主治医の一言で、動きが困難でも『就労可能』通院日のみ休業補償 2020年12月29日 韓国の労災・安全衛生
サムソン電子の半導体工場で、生産職オペレーターとして働いたKさん(46)は、免疫系の異常で全身に炎症ができる病気のループスで、昨年3月に業務上災害が認められた。ループスと診断されて14年目、産業災害の給付を申請したのは4年4ヶ月目だ。職業病として認められたという喜びは少しの間だけだった。勤労福祉公団の休業給付支給制限判定のせいだ。公団は産災認定期間、2741日(2011年10月29日~2019年4月30日)のうち、通院治療した76日だけを休業給付の支給日と認定した。
Kさんを看てきた姉は、「2011年以後、入・退院を繰り返し、度々倒れて挙動も上手くできなかった。」「療養院に入所させようと療養申請もしたが、76日しか休業給付を支給されていないので話にもならない」と鬱憤を話し、「昨年8月に筋電図検査に関する主治医の所見だけで、就労可能と決定したのは不当だ」と主張した。
Kさんのように、やっと産災を認められても、休業給付の申請過程で別の壁にぶつかる被災者に会うのは簡単だ。産災の承認と療養期間延長、休業給付の支給決定の過程で、主治医の所見書や診療計画書が重大な影響力を持つが、これを客観化するための制度や教育が足りないからだ。
専門家たちは「被災患者に対する医師の知識と認識が低い状況」で、「産災制度を教育し、社会保険としての産災の認識レベルを高める必要がある」と口をそろえた。
「助けがなければトイレにも行けないのに・・・・」
チョ・スンギュ公認労務士(パノリム)は「Kさんは療養期間の初期の2011年10月頃は入院治療が多く、2012年8月には脳梗塞になった。」「国民健康保険公団が日常生活と社会生活への制限を認め、療養等級3等級とした点を考慮すれば、該当期間に就労しながら治療するのは難しい」と主張した。当時、Kさん一人では顔を洗ったりトイレの使用も難しく、周りの助けが必要な状況だった。Kさんは症状が酷くなった2006年から就労できず、家族の世話を受けてきた。現在は生活保護を受けて生計を立てている。
それでもKさんの主治医は、現在の症状を中心に「しびれ症と皮膚発疹の所見で、これらの症状は、不便だとはいえ、日常的な活動や業務に支障を与える程度ではないと判断される」という意見を出し、勤労福祉公団・富川支社は、主治医の所見を根拠に、通院治療をした76日に対してだけ、休業給付の支給を決めた。Kさんと家族は公団の決定に従わず、産業災害補償保険審査委員会に審査を請求したが、結果は変わらなかった。Kさんは今年8月に再審査を請求し、再審査委員会に主治医の所見を再度申請した状態だ。
┄┄┄┄┄┄┄┄┄┄
• [作業課題 A]
Kさんの労災をめぐる本文の内容と、次の(i)〜(iii)の記述が一致するかを判定せよ。記述ごとに「はい」か「いいえ」で答え、決め手となる本文の語句を正確に引用すること。
(i) 勤労福祉公団は、通院治療をした76日だけを休業給付の支給日と認めた。
(ii) 産業災害補償保険審査委員会への審査請求で、公団の決定は覆った。
(iii) Kさんは現在、生活保護を受けて暮らしている。
• [作業課題 B] Kさんの休業給付をめぐる本文を、最後の文の後から書き継げ。
┄┄┄┄┄┄┄┄┄┄
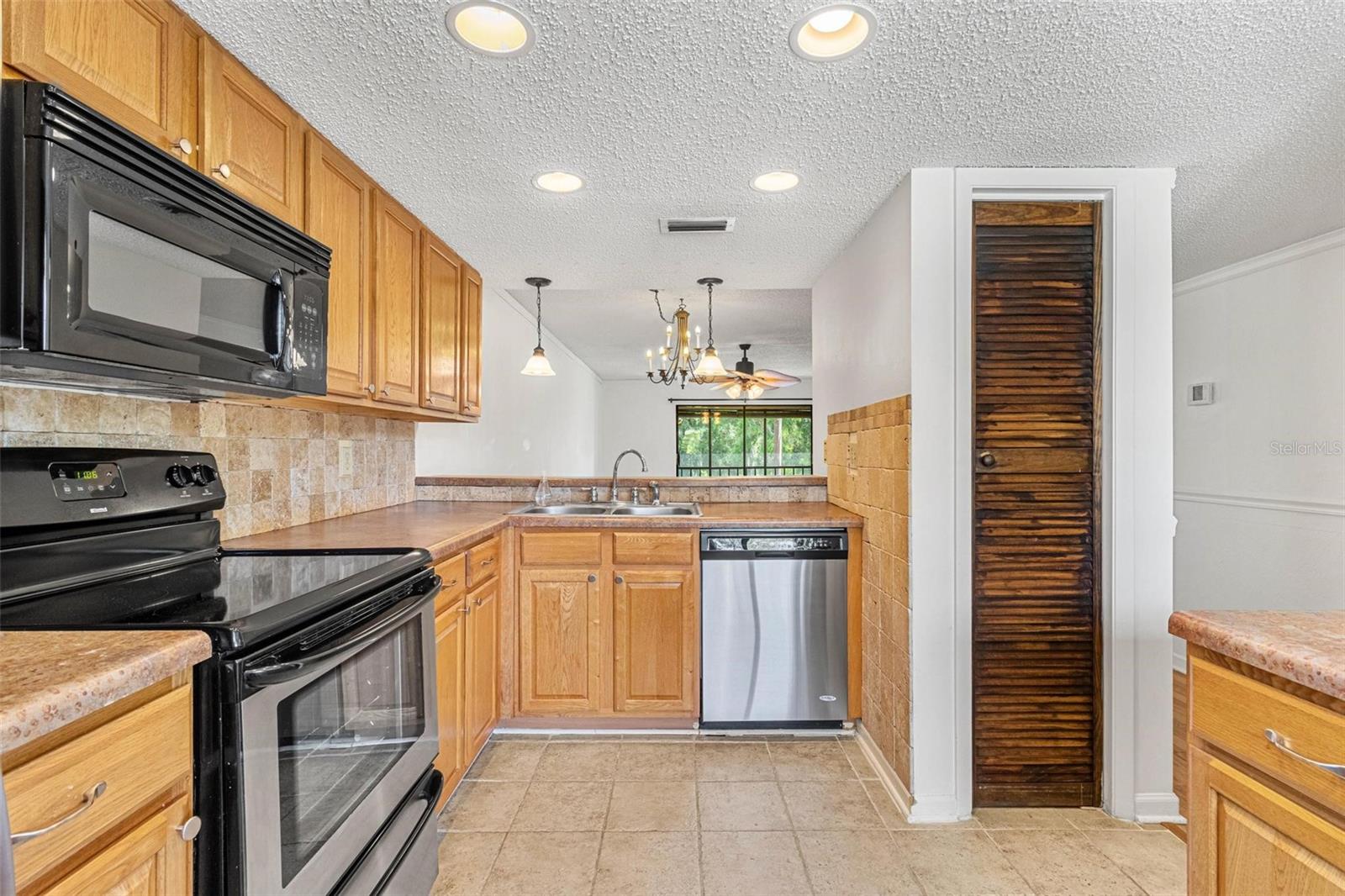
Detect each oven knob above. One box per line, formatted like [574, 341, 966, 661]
[166, 464, 191, 488]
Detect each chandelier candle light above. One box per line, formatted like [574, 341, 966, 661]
[520, 277, 556, 377]
[644, 277, 728, 389]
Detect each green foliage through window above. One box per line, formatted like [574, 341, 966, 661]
[677, 405, 812, 477]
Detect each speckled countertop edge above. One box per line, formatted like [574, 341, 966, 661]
[1168, 609, 1345, 699]
[0, 631, 210, 751]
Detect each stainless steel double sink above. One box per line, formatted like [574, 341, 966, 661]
[509, 502, 701, 517]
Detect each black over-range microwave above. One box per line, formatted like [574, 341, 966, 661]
[0, 81, 331, 398]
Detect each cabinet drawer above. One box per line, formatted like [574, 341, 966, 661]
[520, 531, 603, 567]
[612, 531, 695, 567]
[467, 535, 500, 588]
[4, 686, 191, 891]
[1190, 658, 1345, 813]
[435, 554, 467, 614]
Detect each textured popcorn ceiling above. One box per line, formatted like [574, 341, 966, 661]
[180, 0, 1345, 289]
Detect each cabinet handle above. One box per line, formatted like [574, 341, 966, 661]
[1266, 728, 1345, 777]
[9, 780, 108, 846]
[177, 815, 200, 842]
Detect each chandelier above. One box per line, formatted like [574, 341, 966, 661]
[644, 277, 728, 389]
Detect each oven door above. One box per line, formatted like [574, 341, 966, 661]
[240, 580, 439, 894]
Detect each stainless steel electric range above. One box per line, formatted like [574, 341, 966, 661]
[0, 448, 442, 894]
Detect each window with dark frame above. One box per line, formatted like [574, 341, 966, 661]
[677, 405, 812, 477]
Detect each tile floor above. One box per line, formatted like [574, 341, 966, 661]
[435, 737, 1186, 896]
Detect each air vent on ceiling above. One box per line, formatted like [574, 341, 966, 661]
[659, 218, 737, 233]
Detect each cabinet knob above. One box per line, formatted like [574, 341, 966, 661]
[177, 815, 200, 841]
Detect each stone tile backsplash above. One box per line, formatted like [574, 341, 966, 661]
[0, 386, 415, 538]
[823, 396, 912, 791]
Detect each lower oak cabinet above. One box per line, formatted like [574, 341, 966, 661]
[435, 537, 500, 802]
[518, 530, 699, 719]
[4, 672, 199, 896]
[1188, 646, 1345, 896]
┄┄┄┄┄┄┄┄┄┄
• [出力 A]
(i) はい。「通院治療した76日だけを休業給付の支給日と認定した」
(ii) いいえ。「結果は変わらなかった」
(iii) はい。「現在は生活保護を受けて生計を立てている」

• [出力 B]
京畿道医療院坡州病院のイ・ジンウ労働者健康増進センター長は「(Kさんの場合)病状回復の後の日常生活ができるのと、就労治療ができるのとでは意味が違うのに、主治医が就労治療可能を余りにも広く解釈したことで起こった問題」と説明した。
診療計画書の作成拒否に心痛、「もの乞いでもするようで、病院に行きたくない」
産災保険制度の理解レベルが低いために、医師が所見書・診療計画書といった書類の作成に拒否感を示したり、不誠実に作成するケースも起こっている。
2017年に非ホジキンリンパ腫4期の診断を受けたJ(33)さんは、翌年に産災を認められた。しかし主治医の非協力で、産業災害給付申請の過程で困りはてた。
2018年8月の産災認定の前に、血液腫瘍内科の主治医のK医師は、産災保険の所見書を「一度も書いたことがない」という理由で遅れて提出し、就労治療ができるかどうかと、入・通院の予想期間など、一部の項目は記載すらしなかった。主治医がAさんに変わった後も、Jさんの心痛は続いている。10月に非ホジキンリンパ腫が再発し、療養期間延長のために治療計画書の作成を要請すると、直ぐに『就労治療可能の有無』欄ではなく『原職復帰の有無』欄に、「現状で原職服帰が可能」と表記した。その書類には「原職復帰に対する災害者の意志」を表記する欄もあったが、この欄には記載しなかった。
Jさんは2005年にサムソンディスプレイの蕩情工場に入社したが、生理不順・下血などの健康異常によって2008年に退社した。Jさんは、12年前に退社したサムソンディスプレイには帰ることもできず、帰りたくもないところだ。
Jさんは「初めて診療した教授もそうで、現在の診療教授も、産災関連の書類自体を知らない上に、自分がなぜ書かなければならないのかも解らない状態だった。」「診療計画書の作成を拒否した時は、書類を書いて欲しいともの乞いでもするようで、病院に行きたくないほどだった」と証言した。
チョ・スンギュ労務士は「最近まで坑癌治療を受けていた患者を、交代勤務をしているサムソンディスプレイに復帰させようという、産災制度の意味を正しく理解できていないという以外には説明する方法がない」と批判した。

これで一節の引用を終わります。